TRECHO DO TEXTO
┌────────
Entrevista com o Coronel Comandante Daniel Mendes

Cinco dias após a mudança no Comando da Polícia Militar do Estado do Pará, essa semana, o principal foco de atuação da nova gestão já foi anunciado: o combate à violência no interior do Estado será prioridade. Ex-comandante do Policiamento da Capital, aos 48 anos de idade e 27 de profissão, o coronel Daniel Mendes foi escolhido para assumir o comando da corporação pelo governador do Estado, Simão Jatene, na última segunda.

Belenense e pai de dois filhos, Mendes já ocupou quase todos os comandos da PM, tanto da capital, quanto do interior. Agora aposta no atual modelo implantado na capital paraense para diminuir - a exemplo dos índices divulgados pelo governo - a incidência da criminalidade em todo o Estado.

Confira entrevista cedida aos repórteres Cintia Magno e Ismael Machado

P: Em entrevistas, o senhor vem anunciando um direcionamento agora maior para o interior...

R: O emprego, hoje, da corporação, da força operacional e dos recursos disponíveis, é todo baseado em dados técnicos. Não existe mais espaço para o amadorismo na área da segurança pública e com a Polícia Militar não é diferente. Se analisados os dados divulgados ano passado, se percebe que houve uma diferença muito grande entre o que aconteceu na capital do Estado e o que aconteceu no interior. Embora tenha havido queda nos dois setores, a queda na capital foi muito maior que no interior, cerca de 33%, enquanto que no Estado todo foi de 16%. Então, se nota aí, que o modelo aplicado na capital foi muito eficiente. A ideia é pegar esse modelo e adaptar ao interior do Estado. Por que adaptar? Porque o Estado é gigantesco e com regiões com características muito diferentes. O modelo é aplicável porque a base desse modelo são três pilares: operação, inteligência e integração. Dependendo de cada interior, se muda a ação, mas os pilares que sustentam essas ações sempre serão esses três. E o nosso desafio é justamente esse, porque é muito fácil falar de integração, mas na integração você lida com questões de vaidade, tanto pessoais, quanto institucionais.
└────────
MATERIAL
┌────────
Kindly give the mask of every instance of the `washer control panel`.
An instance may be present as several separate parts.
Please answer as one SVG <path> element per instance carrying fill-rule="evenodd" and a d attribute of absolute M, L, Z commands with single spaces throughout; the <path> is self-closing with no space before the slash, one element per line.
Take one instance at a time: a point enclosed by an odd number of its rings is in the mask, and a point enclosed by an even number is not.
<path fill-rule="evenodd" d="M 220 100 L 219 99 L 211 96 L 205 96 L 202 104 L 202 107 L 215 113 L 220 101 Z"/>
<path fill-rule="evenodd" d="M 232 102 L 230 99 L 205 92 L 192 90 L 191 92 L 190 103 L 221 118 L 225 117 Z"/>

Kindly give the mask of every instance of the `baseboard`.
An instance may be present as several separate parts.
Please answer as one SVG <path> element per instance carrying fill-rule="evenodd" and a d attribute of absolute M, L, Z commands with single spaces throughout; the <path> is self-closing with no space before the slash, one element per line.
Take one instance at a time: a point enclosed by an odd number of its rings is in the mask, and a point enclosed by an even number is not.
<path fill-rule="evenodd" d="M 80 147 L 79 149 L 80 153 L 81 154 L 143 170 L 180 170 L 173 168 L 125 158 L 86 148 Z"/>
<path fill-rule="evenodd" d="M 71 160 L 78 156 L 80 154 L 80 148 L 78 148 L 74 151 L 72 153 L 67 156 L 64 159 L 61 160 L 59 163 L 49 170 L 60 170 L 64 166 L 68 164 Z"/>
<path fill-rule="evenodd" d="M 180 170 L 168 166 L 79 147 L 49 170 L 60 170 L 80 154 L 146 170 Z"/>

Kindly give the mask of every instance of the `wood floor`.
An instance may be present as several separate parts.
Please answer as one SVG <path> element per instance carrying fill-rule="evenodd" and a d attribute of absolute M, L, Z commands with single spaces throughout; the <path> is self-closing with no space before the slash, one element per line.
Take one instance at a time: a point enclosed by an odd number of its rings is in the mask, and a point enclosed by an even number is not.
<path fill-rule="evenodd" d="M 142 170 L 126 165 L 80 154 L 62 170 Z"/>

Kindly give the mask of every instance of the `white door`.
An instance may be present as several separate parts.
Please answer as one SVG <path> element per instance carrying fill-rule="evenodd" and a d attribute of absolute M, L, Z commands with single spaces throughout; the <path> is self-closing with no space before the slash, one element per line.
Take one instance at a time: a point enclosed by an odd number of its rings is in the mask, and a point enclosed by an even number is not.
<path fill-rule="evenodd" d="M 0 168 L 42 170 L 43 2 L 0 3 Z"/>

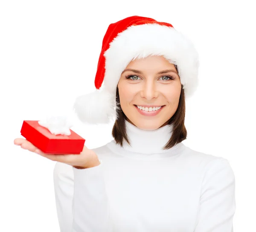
└────────
TAREFA A
Desloque em 134 as coordenadas das respostas nos registros, começando pela primeira linha deles e indo até a linha que contém "232 102 L 230", incluindo essa linha. Reescreva todas essas linhas, também as que não têm coordenadas, somando 134 a cada número das coordenadas.
TAREFA B
Continue a entrevista com o coronel Daniel Mendes a partir da última frase mostrada.

RESPOSTA ESPERADA A
Kindly give the mask of every instance of the `washer control panel`.
An instance may be present as several separate parts.
Please answer as one SVG <path> element per instance carrying fill-rule="evenodd" and a d attribute of absolute M, L, Z commands with single spaces throughout; the <path> is self-closing with no space before the slash, one element per line.
Take one instance at a time: a point enclosed by an odd number of its rings is in the mask, and a point enclosed by an even number is not.
<path fill-rule="evenodd" d="M 354 234 L 353 233 L 345 230 L 339 230 L 336 238 L 336 241 L 349 247 L 354 235 Z"/>
<path fill-rule="evenodd" d="M 366 236 L 364 233 L 339 226 L 326 224 L 325 226 L 324 237 L 355 252 L 359 251 Z"/>

RESPOSTA ESPERADA B
P: Nós temos dois perfis no interior do Estado, a grosso modo. Temos o perfil de determinados locais em que os crimes ainda estão muito ligados à questão da terra e à existência dos piratas nos rios, e outro perfil que é a situação de que alguns municípios estão inchando, como é o caso de Parauapebas e Marabá. Que tipos de crimes vocês percebem como mais acentuados no interior?

R: Como você coloca, em determinadas áreas nós temos mais o lado dos conflitos agrários e por outro lado temos uma área que está em plena expansão, o que atrai muita gente e provoca uma tendência de aglomeração de pessoas e uma tendência de aumento do índice de criminalidade e violência. O sistema todo prevê isso e já tem uma série de projetos para essa área, inclusive com aumento de efetivo no local, para acompanhar esse desenvolvimento econômico que vai acontecer na região. É por isso que eu digo que há uma diferença entre a ação que é desenvolvida em Belém e a ação que vai ser desenvolvida lá.

P: Certa vez, conversando com um sociólogo, ele disse que um dos problemas da segurança pública é que se corre muito atrás das operações, da coisa pós-fato e não se busca - aí é uma questão mais de Estado - as causas que originam isso. Nós fizemos uma matéria sobre isso no bairro da Terra Firme, onde ouvimos que basta que se acabe com os becos que você já diminui uns 40% dos crimes. Quando você urbaniza, já modifica o cenário...

R: A Polícia Militar tem o papel de prevenir e o sistema todo, de uma forma geral, quer evitar que aconteça. Mas agimos, realmente, mais nas consequências e não nas causas. Alguém diz que é muito fácil, que é só retirar os becos, mas a questão é como fazer isso. A polícia sabe que isso influencia a situação da segurança, mas a questão é como resolver. Existem algumas ações que a gente sabe que pode solucionar. Por exemplo, o Pró-Paz agora é uma ação do governo que busca integrar a segurança pública com as questões de prevenção social. Isso é uma busca e uma ação de prevenção. A gente ouve muito que a polícia sempre age em cima de fatos que já aconteceram. É verdade porque você não tem como mensurar aquilo que não aconteceu. Ou seja, você consegue sempre comparar o que aconteceu com o fato que aconteceu no mês seguinte e isso te possibilita uma certa orientação de que se aquela ação é precisa ou não em cima daquela demanda.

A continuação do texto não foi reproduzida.